>>>
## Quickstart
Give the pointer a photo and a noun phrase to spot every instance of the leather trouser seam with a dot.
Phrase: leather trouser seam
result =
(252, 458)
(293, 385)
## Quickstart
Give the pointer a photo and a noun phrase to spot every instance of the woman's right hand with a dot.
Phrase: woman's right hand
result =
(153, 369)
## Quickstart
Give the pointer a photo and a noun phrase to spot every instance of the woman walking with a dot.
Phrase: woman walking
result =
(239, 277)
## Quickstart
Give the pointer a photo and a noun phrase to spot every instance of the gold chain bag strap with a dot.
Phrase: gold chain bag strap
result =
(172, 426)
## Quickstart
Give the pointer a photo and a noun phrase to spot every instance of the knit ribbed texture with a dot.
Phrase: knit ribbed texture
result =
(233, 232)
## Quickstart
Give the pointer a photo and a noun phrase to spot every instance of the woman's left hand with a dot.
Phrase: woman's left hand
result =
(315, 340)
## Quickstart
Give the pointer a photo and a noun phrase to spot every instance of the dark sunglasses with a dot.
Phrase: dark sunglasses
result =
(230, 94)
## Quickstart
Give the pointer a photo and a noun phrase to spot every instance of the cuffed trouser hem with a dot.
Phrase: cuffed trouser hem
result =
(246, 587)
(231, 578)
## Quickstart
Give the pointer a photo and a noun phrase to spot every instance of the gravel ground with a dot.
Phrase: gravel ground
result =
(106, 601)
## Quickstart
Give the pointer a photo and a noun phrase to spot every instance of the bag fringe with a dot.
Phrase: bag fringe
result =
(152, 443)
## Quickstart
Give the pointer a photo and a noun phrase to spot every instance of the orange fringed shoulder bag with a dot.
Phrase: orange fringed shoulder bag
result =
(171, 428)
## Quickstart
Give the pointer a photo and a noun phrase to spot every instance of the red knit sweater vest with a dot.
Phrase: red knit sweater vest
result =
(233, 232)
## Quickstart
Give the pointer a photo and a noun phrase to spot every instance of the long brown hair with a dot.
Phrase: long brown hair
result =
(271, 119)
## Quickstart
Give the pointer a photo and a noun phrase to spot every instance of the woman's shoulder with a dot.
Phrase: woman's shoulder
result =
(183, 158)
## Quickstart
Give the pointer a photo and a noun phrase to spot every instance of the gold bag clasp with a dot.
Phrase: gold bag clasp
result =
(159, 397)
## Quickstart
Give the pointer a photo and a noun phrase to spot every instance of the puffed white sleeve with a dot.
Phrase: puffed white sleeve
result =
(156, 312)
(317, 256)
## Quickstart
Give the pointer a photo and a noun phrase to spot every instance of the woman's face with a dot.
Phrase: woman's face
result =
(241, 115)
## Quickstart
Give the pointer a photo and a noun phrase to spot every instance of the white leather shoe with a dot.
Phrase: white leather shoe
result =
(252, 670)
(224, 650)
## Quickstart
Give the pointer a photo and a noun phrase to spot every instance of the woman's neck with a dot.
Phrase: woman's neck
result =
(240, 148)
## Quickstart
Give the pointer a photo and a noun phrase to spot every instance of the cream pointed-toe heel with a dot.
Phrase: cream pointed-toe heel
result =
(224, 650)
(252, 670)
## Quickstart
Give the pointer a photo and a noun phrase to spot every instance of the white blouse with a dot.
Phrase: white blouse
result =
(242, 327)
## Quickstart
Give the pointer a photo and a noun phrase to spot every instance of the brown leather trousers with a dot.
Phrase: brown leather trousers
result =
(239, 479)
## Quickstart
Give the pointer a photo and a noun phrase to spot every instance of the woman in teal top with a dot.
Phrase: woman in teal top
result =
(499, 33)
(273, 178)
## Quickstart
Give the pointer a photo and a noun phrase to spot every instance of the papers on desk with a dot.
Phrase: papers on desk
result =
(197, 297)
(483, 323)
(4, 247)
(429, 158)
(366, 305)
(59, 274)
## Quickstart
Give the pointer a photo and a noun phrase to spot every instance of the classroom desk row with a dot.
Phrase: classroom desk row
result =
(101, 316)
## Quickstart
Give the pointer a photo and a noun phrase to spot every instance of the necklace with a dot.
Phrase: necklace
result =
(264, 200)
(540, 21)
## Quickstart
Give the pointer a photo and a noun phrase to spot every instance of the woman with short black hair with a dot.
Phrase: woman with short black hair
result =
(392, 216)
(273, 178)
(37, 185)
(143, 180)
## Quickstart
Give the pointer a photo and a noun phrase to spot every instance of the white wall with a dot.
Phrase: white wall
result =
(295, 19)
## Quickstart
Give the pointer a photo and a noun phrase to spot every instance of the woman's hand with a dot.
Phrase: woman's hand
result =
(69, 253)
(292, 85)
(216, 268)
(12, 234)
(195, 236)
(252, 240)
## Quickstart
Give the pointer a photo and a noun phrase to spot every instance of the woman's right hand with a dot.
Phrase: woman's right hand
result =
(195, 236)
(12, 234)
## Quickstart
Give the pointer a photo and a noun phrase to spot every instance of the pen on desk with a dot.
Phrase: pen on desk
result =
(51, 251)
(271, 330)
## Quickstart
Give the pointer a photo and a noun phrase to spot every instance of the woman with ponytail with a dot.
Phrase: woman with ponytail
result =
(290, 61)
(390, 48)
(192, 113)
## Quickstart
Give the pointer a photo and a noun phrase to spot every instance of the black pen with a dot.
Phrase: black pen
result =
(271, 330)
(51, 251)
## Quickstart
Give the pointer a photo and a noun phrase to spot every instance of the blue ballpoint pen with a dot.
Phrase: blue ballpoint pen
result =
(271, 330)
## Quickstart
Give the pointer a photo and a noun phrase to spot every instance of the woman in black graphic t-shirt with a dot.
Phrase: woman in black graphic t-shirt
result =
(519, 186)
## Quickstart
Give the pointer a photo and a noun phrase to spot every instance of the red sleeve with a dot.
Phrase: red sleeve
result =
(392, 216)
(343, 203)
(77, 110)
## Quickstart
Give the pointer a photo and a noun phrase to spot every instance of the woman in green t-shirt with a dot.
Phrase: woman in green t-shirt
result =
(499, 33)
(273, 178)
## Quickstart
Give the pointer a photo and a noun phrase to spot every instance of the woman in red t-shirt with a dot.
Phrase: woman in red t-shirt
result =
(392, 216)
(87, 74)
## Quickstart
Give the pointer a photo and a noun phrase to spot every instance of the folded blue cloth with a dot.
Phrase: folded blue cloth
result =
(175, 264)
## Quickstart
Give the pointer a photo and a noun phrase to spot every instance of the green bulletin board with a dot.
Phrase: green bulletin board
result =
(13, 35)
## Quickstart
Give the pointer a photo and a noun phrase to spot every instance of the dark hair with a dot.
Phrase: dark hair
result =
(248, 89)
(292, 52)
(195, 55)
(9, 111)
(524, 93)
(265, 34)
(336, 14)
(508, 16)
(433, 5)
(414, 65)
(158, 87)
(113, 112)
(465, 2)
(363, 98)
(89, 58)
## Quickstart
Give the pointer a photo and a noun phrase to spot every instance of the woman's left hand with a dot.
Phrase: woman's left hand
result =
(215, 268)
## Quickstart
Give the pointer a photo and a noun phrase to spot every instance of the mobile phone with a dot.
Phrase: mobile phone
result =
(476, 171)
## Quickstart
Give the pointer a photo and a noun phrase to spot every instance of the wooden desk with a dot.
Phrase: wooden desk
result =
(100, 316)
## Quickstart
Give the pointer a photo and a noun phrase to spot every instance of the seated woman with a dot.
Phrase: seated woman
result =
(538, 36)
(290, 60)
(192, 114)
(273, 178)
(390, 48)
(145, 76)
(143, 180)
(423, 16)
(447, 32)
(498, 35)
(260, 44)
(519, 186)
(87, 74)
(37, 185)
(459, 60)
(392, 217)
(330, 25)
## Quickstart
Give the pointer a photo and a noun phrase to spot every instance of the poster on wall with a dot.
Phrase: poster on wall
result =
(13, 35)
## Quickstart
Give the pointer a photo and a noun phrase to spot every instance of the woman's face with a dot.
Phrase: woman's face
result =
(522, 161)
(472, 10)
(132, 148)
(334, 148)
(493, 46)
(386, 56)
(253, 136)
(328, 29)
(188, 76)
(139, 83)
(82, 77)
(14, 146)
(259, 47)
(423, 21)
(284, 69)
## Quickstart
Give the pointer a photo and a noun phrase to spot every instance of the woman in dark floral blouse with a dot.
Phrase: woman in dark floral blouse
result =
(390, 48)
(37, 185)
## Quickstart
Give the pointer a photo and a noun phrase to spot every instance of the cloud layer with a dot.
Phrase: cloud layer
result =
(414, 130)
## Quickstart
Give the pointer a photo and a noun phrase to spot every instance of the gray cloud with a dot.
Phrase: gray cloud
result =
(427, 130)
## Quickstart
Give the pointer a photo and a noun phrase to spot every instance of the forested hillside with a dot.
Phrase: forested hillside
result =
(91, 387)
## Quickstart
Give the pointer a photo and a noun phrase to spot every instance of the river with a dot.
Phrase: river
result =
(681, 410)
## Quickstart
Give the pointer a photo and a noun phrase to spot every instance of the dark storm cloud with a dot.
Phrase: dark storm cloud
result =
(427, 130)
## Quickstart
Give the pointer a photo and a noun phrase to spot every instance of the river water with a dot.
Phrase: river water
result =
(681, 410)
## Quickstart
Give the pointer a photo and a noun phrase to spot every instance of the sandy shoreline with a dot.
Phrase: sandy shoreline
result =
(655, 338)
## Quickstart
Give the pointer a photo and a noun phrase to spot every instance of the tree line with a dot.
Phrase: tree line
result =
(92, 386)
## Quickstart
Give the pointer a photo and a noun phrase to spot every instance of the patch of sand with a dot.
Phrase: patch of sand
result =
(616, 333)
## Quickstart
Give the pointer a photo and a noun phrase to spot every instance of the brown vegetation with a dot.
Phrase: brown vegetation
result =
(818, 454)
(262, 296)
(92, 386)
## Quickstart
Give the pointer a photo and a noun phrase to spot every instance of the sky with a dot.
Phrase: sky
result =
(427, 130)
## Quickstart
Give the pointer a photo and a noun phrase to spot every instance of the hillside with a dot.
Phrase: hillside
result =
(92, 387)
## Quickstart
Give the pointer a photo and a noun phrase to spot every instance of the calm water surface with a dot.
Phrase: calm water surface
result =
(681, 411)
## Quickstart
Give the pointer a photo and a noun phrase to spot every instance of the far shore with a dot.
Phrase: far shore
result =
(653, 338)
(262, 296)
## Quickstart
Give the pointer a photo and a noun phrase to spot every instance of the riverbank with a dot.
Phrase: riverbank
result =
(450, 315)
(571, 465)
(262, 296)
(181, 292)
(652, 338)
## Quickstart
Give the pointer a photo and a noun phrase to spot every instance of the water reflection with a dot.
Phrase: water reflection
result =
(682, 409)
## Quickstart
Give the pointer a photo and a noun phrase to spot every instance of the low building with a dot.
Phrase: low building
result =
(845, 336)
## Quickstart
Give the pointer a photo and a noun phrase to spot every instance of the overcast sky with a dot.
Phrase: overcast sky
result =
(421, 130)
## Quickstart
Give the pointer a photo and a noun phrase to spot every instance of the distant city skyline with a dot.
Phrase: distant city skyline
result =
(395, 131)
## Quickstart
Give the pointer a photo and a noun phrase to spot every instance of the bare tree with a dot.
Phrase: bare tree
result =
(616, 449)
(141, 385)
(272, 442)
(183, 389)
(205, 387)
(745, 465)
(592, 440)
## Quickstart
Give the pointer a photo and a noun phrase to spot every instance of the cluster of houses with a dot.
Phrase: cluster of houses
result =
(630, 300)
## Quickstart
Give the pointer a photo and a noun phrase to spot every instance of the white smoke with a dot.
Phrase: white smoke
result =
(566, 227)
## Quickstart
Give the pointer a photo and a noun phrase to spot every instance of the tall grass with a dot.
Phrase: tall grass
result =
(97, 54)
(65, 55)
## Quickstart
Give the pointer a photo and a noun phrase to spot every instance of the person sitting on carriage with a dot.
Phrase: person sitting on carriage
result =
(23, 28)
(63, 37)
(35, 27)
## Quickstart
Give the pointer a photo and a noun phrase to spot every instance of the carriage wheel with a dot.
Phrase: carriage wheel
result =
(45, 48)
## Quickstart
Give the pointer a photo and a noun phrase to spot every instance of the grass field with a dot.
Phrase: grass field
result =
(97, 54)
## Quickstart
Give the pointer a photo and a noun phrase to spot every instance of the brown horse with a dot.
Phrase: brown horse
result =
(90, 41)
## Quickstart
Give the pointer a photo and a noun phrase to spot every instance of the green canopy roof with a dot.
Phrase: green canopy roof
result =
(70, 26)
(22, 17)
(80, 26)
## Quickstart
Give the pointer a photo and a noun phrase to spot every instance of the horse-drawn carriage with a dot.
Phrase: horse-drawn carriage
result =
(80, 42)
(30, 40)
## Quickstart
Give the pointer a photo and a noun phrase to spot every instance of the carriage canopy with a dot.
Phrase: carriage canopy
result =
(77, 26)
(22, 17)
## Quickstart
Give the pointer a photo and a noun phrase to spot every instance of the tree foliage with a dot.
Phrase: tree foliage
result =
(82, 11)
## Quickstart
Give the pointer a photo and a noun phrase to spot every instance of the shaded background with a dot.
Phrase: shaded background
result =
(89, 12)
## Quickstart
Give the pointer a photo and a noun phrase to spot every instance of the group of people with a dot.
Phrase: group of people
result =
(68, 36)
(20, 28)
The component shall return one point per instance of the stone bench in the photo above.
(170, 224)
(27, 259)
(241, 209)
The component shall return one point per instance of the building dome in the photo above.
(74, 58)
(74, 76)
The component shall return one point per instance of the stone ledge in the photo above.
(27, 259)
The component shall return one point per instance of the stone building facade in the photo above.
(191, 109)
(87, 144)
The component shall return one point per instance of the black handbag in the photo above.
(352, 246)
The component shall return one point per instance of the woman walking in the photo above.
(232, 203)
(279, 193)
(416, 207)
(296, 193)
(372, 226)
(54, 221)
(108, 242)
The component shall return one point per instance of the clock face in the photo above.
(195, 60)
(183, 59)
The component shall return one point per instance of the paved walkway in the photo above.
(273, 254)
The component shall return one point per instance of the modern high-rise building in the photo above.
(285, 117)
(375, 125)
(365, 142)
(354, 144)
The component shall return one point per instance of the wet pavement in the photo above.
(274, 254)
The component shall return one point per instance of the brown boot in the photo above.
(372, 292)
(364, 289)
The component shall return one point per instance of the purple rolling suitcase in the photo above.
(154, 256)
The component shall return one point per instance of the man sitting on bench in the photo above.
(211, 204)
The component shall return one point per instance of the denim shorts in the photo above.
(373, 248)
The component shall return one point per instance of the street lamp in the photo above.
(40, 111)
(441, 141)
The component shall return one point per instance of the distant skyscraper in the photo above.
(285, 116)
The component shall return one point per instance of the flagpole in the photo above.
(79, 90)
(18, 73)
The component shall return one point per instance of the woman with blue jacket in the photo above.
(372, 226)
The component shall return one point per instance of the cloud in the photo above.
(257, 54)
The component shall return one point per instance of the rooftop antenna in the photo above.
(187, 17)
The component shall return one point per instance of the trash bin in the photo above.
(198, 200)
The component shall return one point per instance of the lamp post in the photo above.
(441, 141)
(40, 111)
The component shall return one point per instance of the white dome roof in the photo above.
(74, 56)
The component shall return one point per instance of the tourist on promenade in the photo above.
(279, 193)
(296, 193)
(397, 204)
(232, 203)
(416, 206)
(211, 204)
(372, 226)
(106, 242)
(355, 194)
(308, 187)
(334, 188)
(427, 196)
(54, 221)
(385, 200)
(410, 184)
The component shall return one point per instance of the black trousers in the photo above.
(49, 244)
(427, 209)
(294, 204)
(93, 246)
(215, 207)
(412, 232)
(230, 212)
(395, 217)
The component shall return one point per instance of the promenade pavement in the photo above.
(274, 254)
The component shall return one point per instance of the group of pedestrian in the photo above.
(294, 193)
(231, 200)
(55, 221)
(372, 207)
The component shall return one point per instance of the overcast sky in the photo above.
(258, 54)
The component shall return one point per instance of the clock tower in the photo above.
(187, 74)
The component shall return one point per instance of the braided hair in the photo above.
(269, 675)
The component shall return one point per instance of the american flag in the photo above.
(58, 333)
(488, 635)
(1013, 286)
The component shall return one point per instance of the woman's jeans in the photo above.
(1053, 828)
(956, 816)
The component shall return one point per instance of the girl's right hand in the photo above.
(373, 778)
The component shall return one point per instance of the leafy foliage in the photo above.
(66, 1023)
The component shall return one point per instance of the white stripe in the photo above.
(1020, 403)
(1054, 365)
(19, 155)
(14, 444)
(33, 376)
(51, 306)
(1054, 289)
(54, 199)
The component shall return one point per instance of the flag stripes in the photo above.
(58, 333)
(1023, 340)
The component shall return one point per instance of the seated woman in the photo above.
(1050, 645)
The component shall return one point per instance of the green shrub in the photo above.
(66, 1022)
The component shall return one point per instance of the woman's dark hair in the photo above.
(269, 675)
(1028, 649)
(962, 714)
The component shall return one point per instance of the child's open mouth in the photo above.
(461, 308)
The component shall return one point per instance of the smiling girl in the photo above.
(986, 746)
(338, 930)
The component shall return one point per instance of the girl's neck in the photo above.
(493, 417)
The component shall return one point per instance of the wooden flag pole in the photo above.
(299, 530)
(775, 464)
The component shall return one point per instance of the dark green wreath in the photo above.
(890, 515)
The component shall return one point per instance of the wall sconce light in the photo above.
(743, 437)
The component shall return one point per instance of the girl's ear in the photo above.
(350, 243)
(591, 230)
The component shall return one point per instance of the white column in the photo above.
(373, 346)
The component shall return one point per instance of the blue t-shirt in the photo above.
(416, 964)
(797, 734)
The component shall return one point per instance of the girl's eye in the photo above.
<<<
■ **Exercise prompt**
Of all the entries above, retype exactly the lines from the line with "Phrase: horse-drawn carriage" to the line with "foliage with a dot.", both included, and no others.

■ **Completed exercise**
Phrase: horse-drawn carriage
result =
(80, 42)
(30, 40)
## Quickstart
Give the pointer a photo and a noun phrase to spot every instance of the carriage canopy with a dot.
Phrase: carriage canopy
result =
(77, 26)
(22, 17)
## Quickstart
Give the pointer a photo and a noun phrase to spot every instance of the tree foliage with a dot.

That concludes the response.